A block of data

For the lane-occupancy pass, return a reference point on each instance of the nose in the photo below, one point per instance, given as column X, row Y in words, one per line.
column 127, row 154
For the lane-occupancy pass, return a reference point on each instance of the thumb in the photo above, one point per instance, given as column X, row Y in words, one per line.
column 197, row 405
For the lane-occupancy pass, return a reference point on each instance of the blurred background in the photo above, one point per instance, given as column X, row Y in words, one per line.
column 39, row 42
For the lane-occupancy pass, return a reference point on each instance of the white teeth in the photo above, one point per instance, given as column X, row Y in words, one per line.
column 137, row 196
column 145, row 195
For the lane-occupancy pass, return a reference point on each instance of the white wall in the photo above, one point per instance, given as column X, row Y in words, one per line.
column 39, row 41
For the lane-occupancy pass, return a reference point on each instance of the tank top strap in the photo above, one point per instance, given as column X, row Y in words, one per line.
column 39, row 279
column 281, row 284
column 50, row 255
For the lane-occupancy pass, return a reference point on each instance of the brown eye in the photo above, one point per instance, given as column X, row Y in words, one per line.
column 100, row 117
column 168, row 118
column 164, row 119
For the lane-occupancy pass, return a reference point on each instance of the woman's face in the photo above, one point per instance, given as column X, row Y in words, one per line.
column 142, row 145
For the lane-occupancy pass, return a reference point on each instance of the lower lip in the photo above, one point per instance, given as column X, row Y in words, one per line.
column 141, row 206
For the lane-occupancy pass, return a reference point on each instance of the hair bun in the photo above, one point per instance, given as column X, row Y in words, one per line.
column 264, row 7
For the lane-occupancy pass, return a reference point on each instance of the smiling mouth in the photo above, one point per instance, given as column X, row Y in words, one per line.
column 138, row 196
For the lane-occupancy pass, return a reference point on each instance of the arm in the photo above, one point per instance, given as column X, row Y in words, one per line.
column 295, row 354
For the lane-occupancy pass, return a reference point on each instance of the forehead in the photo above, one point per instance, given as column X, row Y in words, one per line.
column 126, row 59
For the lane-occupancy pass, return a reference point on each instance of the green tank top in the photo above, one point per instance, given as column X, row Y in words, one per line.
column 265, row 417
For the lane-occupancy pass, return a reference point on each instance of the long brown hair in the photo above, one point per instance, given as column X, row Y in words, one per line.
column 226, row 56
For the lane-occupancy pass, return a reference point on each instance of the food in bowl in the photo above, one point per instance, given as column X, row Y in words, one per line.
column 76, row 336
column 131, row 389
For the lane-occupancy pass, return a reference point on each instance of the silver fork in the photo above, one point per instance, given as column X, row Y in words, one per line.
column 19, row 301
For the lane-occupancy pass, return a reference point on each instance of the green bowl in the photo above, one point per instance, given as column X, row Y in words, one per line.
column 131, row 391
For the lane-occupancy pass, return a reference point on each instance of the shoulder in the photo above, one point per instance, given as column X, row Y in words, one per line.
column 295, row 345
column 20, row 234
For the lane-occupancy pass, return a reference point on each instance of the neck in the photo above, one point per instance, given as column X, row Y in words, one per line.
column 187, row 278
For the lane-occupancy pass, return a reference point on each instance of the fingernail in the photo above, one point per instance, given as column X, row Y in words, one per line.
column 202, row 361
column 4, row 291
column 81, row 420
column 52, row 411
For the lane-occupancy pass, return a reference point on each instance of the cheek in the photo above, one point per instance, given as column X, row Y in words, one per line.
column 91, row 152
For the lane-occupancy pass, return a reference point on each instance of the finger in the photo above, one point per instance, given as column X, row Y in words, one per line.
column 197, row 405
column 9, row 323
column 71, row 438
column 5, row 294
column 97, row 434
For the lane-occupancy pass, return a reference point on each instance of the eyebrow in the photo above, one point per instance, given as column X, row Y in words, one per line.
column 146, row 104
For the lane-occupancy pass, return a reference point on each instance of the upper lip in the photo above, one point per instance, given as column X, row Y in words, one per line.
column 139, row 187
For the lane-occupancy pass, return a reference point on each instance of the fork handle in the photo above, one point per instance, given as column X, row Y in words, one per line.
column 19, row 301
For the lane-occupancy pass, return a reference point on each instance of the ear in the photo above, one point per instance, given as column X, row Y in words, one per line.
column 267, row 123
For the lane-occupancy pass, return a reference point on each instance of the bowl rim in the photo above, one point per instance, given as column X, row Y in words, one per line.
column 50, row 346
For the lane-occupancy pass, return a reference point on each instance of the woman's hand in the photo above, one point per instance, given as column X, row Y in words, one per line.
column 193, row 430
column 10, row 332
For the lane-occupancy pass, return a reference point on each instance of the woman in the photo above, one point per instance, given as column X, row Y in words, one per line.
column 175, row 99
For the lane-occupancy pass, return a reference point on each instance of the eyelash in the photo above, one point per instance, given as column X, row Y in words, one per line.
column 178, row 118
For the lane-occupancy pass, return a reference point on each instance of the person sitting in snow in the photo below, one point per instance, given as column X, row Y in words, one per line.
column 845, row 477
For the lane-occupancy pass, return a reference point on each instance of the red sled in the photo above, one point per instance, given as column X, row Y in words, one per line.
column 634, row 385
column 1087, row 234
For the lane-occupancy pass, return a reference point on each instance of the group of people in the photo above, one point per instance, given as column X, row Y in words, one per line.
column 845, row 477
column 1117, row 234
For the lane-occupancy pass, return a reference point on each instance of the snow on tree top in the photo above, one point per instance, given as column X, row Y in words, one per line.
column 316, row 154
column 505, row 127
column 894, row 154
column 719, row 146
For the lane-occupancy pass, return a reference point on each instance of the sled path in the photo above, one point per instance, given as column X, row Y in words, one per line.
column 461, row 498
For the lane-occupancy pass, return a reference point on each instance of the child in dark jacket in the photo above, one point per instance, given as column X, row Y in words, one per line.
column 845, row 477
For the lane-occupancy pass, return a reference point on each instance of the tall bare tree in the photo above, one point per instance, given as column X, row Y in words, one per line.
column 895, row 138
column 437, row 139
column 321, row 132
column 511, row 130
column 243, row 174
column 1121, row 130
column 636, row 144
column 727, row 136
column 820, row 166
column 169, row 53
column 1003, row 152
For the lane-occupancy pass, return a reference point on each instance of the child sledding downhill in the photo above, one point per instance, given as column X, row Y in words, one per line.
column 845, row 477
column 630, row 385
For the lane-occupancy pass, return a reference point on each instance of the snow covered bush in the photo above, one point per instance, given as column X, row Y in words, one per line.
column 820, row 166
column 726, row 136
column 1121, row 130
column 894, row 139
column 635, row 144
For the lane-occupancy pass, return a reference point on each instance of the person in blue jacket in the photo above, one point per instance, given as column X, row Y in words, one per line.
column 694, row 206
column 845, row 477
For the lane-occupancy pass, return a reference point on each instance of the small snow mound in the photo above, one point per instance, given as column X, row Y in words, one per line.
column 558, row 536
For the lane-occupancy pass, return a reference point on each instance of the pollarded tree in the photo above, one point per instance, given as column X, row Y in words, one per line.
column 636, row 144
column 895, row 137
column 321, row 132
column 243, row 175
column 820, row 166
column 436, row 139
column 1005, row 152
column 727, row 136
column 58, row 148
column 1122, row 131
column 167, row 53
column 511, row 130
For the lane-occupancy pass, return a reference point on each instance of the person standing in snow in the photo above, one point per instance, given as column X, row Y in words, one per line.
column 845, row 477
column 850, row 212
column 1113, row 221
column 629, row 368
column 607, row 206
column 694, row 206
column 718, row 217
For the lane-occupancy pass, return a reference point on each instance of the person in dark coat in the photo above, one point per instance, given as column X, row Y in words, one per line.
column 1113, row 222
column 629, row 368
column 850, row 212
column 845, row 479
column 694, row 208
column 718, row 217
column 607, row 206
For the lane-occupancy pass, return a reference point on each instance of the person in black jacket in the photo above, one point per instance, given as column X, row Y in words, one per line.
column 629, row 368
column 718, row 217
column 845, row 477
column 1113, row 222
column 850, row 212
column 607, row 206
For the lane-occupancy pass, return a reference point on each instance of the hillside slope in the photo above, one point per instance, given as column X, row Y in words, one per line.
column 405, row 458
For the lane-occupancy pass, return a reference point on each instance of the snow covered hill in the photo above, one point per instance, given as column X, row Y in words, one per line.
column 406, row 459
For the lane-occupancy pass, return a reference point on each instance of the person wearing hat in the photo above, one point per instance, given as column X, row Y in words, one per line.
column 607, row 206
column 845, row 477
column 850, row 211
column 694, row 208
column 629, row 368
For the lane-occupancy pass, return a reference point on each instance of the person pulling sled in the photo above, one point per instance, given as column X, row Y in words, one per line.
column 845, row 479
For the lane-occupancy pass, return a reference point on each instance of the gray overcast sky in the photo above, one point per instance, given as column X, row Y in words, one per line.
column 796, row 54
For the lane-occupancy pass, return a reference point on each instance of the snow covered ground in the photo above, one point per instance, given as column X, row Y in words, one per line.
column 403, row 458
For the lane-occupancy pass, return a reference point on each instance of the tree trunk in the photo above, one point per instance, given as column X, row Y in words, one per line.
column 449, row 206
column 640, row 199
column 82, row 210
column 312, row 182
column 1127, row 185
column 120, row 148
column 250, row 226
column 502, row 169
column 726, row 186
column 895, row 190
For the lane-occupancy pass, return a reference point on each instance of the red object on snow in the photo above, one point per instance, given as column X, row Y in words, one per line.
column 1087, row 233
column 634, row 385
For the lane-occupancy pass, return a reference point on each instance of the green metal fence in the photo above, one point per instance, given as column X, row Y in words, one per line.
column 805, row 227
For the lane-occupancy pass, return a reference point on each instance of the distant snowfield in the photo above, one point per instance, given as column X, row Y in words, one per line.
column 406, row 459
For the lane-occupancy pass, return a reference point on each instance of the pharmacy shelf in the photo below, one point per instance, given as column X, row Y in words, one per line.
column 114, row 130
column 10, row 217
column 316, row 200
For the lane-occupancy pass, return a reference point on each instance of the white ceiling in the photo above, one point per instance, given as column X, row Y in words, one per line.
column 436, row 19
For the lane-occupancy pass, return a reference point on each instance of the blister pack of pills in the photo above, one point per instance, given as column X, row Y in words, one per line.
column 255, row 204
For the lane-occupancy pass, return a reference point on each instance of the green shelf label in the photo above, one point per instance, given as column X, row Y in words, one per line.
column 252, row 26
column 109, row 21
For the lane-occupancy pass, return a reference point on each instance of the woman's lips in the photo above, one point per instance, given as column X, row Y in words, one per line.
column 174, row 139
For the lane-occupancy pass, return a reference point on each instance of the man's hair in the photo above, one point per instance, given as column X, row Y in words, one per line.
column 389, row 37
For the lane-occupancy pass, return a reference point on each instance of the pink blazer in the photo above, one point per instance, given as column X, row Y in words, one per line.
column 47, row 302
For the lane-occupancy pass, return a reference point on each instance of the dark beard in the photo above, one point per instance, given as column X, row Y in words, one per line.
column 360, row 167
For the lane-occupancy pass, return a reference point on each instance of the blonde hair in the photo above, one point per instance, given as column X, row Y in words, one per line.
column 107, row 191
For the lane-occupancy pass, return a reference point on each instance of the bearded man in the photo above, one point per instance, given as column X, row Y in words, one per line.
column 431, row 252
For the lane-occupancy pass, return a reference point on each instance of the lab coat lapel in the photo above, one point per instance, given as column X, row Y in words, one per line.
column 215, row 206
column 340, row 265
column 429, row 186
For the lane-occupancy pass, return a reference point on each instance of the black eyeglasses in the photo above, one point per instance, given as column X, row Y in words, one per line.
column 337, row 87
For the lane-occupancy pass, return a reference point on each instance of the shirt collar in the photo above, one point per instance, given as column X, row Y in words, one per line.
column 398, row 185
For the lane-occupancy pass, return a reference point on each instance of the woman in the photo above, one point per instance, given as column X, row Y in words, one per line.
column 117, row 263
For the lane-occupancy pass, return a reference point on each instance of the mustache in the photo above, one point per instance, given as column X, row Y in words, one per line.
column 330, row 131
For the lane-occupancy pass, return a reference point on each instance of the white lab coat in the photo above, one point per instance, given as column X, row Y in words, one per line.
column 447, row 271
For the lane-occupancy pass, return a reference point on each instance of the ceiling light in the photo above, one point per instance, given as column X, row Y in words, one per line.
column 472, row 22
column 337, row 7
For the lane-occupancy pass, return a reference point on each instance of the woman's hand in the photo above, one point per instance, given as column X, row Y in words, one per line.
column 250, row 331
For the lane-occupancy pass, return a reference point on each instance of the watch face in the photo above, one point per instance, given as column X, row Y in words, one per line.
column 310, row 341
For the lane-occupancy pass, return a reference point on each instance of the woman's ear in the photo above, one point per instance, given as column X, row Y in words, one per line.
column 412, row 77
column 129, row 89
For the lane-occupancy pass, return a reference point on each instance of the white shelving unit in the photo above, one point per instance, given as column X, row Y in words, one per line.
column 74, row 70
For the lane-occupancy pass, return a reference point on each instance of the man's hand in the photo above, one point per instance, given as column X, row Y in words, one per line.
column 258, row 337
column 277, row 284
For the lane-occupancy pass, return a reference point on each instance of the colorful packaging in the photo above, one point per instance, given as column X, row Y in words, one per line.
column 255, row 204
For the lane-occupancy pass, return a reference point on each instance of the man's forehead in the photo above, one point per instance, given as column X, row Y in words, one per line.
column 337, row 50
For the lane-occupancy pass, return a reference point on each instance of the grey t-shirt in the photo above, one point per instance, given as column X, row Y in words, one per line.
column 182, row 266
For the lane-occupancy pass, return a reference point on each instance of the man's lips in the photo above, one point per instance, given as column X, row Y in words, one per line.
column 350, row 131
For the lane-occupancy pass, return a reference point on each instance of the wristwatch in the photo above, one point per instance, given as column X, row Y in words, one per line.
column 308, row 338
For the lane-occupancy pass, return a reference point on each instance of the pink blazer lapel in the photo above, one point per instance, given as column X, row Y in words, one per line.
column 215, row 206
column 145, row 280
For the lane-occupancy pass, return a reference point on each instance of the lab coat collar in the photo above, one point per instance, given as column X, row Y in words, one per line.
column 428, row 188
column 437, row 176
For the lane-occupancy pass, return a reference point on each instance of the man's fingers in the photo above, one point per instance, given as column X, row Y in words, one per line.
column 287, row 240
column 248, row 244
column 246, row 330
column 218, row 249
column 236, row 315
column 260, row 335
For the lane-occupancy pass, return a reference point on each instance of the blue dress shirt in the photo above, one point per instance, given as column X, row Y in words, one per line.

▸ **Your task**
Rewrite the listing from the line containing "of the tank" down through the line containing "column 50, row 255", with "reference point" changed to "marker point" and everything else kept the same.

▸ **Answer to this exercise**
For the lane-occupancy pass, return a marker point on each instance of the tank top strap in the photo above, one point per instance, given as column X, row Y in words, one per line.
column 39, row 279
column 281, row 284
column 50, row 255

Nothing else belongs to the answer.